» **Aim of the task**
Rewrite every one of the records below, replacing "pixel coordinates" with "image coordinates" and keeping everything else the same. Leave the pictures out of your answer.

» **Data for processing**
◆ ◆ ◆ ◆ ◆ ◆ ◆

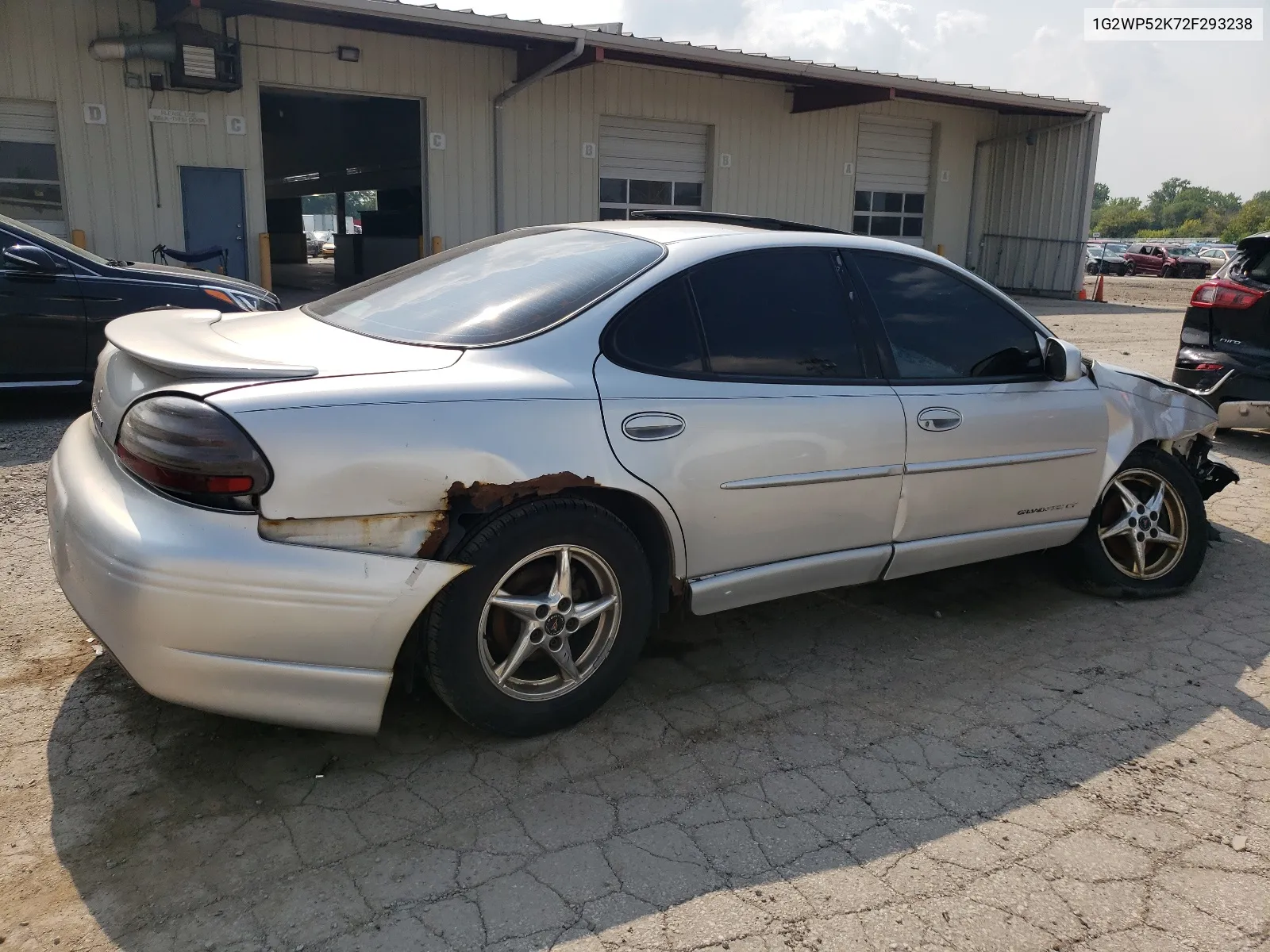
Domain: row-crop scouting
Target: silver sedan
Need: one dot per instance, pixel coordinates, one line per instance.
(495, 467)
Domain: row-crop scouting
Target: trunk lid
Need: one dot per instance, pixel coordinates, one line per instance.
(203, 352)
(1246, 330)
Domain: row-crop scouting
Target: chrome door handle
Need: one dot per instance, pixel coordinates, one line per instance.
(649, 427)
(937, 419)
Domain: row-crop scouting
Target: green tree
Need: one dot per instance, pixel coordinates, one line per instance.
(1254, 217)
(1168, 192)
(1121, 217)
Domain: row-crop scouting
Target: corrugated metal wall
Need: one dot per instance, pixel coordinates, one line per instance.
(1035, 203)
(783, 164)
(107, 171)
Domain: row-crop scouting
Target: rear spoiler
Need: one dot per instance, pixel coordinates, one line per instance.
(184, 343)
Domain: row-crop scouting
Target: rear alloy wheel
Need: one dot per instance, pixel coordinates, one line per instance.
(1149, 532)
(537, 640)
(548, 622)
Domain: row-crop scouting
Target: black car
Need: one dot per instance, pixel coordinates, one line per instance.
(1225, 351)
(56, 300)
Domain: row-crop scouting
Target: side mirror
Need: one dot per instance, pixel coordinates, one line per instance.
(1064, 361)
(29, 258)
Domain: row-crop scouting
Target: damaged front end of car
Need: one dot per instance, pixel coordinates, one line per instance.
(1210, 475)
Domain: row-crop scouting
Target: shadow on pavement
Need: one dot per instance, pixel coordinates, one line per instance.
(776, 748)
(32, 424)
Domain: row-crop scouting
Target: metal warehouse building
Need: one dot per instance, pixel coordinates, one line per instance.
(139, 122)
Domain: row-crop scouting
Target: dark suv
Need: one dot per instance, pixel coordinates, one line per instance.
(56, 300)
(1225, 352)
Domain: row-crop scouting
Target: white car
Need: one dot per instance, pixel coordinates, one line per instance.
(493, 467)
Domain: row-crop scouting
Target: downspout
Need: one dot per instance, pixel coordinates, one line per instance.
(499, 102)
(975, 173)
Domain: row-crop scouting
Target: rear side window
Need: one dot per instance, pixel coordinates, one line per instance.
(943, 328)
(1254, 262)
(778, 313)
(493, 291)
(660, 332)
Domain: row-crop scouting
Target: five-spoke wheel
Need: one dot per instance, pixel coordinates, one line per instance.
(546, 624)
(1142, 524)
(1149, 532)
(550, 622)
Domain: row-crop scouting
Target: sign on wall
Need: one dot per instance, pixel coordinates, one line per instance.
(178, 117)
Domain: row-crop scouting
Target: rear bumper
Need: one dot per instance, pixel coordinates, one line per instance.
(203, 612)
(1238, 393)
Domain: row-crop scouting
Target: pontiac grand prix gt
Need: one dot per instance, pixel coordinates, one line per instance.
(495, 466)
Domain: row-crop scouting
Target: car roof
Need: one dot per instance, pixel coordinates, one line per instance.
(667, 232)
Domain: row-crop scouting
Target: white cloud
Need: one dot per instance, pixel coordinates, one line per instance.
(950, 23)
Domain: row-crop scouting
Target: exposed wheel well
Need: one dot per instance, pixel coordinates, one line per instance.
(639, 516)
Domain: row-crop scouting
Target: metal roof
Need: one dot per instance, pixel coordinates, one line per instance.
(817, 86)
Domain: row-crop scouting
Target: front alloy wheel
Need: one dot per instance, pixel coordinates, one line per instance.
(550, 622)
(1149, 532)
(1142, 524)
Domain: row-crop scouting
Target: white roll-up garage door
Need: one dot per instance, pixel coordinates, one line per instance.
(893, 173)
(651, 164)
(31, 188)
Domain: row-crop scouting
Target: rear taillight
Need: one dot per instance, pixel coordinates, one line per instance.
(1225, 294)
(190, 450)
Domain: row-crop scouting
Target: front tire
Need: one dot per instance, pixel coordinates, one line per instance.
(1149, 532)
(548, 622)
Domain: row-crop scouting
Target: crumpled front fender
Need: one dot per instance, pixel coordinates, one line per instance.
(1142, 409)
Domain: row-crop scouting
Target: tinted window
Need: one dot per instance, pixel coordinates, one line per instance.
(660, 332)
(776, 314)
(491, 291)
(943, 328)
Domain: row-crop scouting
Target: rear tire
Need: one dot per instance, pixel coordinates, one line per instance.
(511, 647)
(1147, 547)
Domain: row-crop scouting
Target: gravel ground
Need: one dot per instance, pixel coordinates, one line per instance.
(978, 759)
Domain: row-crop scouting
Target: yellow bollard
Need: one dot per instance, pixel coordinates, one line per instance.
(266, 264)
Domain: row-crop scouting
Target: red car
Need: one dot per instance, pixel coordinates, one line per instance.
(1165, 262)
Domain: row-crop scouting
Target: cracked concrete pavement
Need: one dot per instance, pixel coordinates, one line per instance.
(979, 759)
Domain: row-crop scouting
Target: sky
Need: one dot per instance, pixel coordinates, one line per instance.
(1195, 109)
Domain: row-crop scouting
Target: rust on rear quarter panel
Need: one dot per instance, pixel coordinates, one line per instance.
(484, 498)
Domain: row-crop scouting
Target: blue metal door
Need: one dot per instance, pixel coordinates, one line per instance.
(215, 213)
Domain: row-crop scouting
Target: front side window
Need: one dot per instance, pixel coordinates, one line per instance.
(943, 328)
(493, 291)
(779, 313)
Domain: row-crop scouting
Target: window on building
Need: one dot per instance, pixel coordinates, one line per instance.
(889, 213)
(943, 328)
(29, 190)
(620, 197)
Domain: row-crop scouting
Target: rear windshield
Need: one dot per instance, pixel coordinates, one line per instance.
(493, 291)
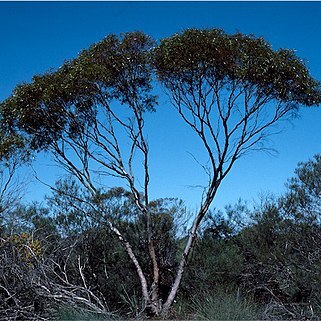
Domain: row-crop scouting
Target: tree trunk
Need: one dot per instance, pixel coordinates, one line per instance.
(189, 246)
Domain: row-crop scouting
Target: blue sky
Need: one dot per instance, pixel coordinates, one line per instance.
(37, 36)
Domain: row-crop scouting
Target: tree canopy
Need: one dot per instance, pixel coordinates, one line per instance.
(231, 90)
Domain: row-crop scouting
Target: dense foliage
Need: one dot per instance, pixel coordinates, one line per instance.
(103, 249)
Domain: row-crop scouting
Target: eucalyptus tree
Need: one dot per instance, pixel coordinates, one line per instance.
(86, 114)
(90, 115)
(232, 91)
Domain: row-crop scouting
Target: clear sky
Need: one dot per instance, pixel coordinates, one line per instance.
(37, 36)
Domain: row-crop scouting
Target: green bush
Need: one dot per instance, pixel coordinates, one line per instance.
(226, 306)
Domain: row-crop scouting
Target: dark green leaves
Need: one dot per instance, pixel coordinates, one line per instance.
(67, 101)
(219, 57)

◆ ◆ ◆ ◆ ◆ ◆ ◆

» **Output of the task**
Domain: row-crop scouting
Target: silver sedan
Need: one dot per instance, image coordinates, one line per instance.
(495, 467)
Domain: row-crop scouting
Target: trunk lid
Need: one dot per instance, image coordinates, one line per instance.
(203, 352)
(1246, 330)
Domain: row-crop scouting
Target: chrome door handle
Need: one dot per instance, image coordinates, one line per instance.
(649, 427)
(937, 419)
Domain: row-crop scouting
Target: green tree
Need: one dot per instance, image coordinates, one line per instance.
(1254, 217)
(1168, 192)
(1121, 217)
Domain: row-crop scouting
Target: corrugated metal wall
Need: one dot per instance, image coordinates, one line per instance.
(1035, 203)
(783, 164)
(107, 171)
Domain: row-crop scouting
Target: rear spoiler
Need: one dot per instance, image coordinates, one line per instance.
(184, 343)
Domain: row-crop scouting
Target: rear alloy wheel
Need: one dot per instance, image coordinates, one line per instance.
(1149, 532)
(537, 640)
(548, 622)
Domain: row-crop scouting
Target: black car
Need: one dot per instance, image coordinates, one line per instance.
(1225, 351)
(56, 300)
Domain: row-crop scouting
Target: side mirror
Need: one dot per instance, image coordinates, one line per instance.
(1064, 361)
(29, 258)
Domain: row-crop scouting
Target: damaged front end of car
Need: one dot per instance, image coordinates, one line per instance.
(1210, 475)
Domain: row-crop scouting
Target: shadow on pavement
Need: one dot per instance, image coordinates, one line per instance.
(776, 748)
(32, 424)
Domain: row-crop scouting
Target: metal warehouse building
Need: one dot per instance, image coordinates, one line per instance.
(139, 122)
Domain: row-crop scouting
Target: dark suv
Need: one dot per instance, image coordinates, one line per instance.
(56, 300)
(1225, 352)
Domain: row-crop scouting
Target: white car
Need: one dot per instance, image coordinates, one line per instance.
(493, 467)
Domain: row-crop scouting
Target: downspout
Need: one dot per instance, image coordinates, one line per instance.
(499, 102)
(975, 173)
Domain: row-crop scouting
Target: rear side window
Need: one dot per instance, image coordinates, one line per instance.
(943, 328)
(1254, 262)
(778, 313)
(493, 291)
(660, 332)
Domain: row-crop scouting
Target: five-spoke wheel
Need: one dot per instance, image coordinates, one line per instance.
(546, 624)
(1142, 524)
(1149, 532)
(550, 622)
Domain: row-crop scouting
Target: sign on wall
Need: one dot per instance, image coordinates, one line per instance.
(178, 117)
Domain: row-crop scouting
Target: rear bumper
Need: one dot per instance, image coordinates, one line per instance.
(203, 612)
(1238, 393)
Domain: row-crop scouting
Target: pontiac grand prix gt
Need: one dot per instance, image coordinates, one line per instance.
(495, 466)
Domain: row-crop scouting
Target: car roof
Need: one dot per instance, image coordinates, one line per instance.
(667, 232)
Domain: row-crop scouting
Target: white cloud
Need: one dot per instance, image coordinates, one line per instance.
(950, 23)
Domain: row-crop scouting
Target: exposed wheel well
Need: one dot per instance, image coordinates, one line per instance.
(639, 516)
Domain: row-crop scouting
Target: metal roof
Need: one dot per instance, image coordinates, one line per instance.
(817, 86)
Domain: row-crop scouting
Target: front alloy wheel
Need: one dot per instance, image coordinates, one line per instance.
(550, 622)
(1149, 532)
(1142, 524)
Domain: row-crop scouting
Target: white roll-up garage door
Need: one dot per instance, image coordinates, one line per instance.
(893, 173)
(651, 164)
(31, 188)
Domain: row-crop scouting
Target: rear taillight
Need: one dot per instance, image coordinates, one line per instance.
(1225, 294)
(190, 450)
Domain: row-crop scouting
Target: front tire
Need: one dot per instance, image coordinates, one line per instance.
(1149, 532)
(548, 622)
Domain: row-crop scouting
Target: crumpled front fender
Need: one dot per instance, image coordinates, one line per instance.
(1142, 409)
Domain: row-crop scouting
Target: tinted window
Need: one dot per instance, image coordinates, one line per instance.
(660, 332)
(776, 314)
(491, 291)
(943, 328)
Domain: row-crop scouting
Target: rear tire
Need: one dot per instance, image coordinates, one line per instance.
(511, 647)
(1147, 547)
Domain: row-crop scouting
Target: gravel ground
Need: one dot per instance, image coordinates, one line per instance.
(978, 759)
Domain: row-crop scouting
Target: yellow bollard
Need: one dot per instance, image coordinates, one line per instance.
(266, 264)
Domain: row-crop scouting
Target: red car
Need: one dot per instance, image coordinates, one line per instance.
(1165, 262)
Domain: row-crop scouting
Target: cracked concrete pavement
Need: one dot per instance, image coordinates, one line per instance.
(979, 759)
Domain: row-crop scouting
Target: sky
Need: one dot per instance, image coordinates, one line per instance.
(1195, 109)
Domain: row-crop scouting
Target: rust on rear quarter panel
Need: one dot per instance, image coordinates, one line per instance.
(484, 498)
Domain: row-crop scouting
Target: blue metal door
Need: one dot per instance, image coordinates, one line per instance.
(215, 213)
Domain: row-crop scouting
Target: front side window
Need: one dot per instance, image coordinates, one line per instance.
(943, 328)
(493, 291)
(779, 313)
Domain: row-crop scouting
Target: window on building
Need: one dot per instance, image coordinates, one line per instance.
(889, 213)
(943, 328)
(29, 190)
(620, 197)
Domain: row-crop scouting
Target: rear windshield
Need: one dot per instance, image coordinates, one line per instance.
(493, 291)
Domain: row-crop scouting
Target: tree trunk
Need: one dot per instance, image coordinates, one line per instance.
(189, 246)
Domain: row-crop scouting
Target: blue sky
Need: one dot per instance, image coordinates, one line per instance.
(37, 36)
Domain: row-crop scouting
Target: tree canopy
Need: one dot per instance, image coordinates, one line per instance.
(231, 90)
Domain: row-crop scouting
Target: dense foliage
Need: one dot per instance, image coordinates, one line per instance.
(103, 249)
Domain: row-crop scouting
Target: eucalyptus tree
Need: one dot per instance, image coordinates, one line per instance.
(86, 114)
(90, 115)
(232, 91)
Domain: row-crop scouting
Target: clear sky
Need: one dot per instance, image coordinates, one line per instance.
(37, 36)
Domain: row-crop scouting
Target: green bush
Need: one dot per instance, image coordinates, one line per instance.
(226, 306)
Domain: row-crop scouting
Target: dark green leaves
Need: one dot per instance, image coordinates, one line per instance.
(67, 101)
(219, 57)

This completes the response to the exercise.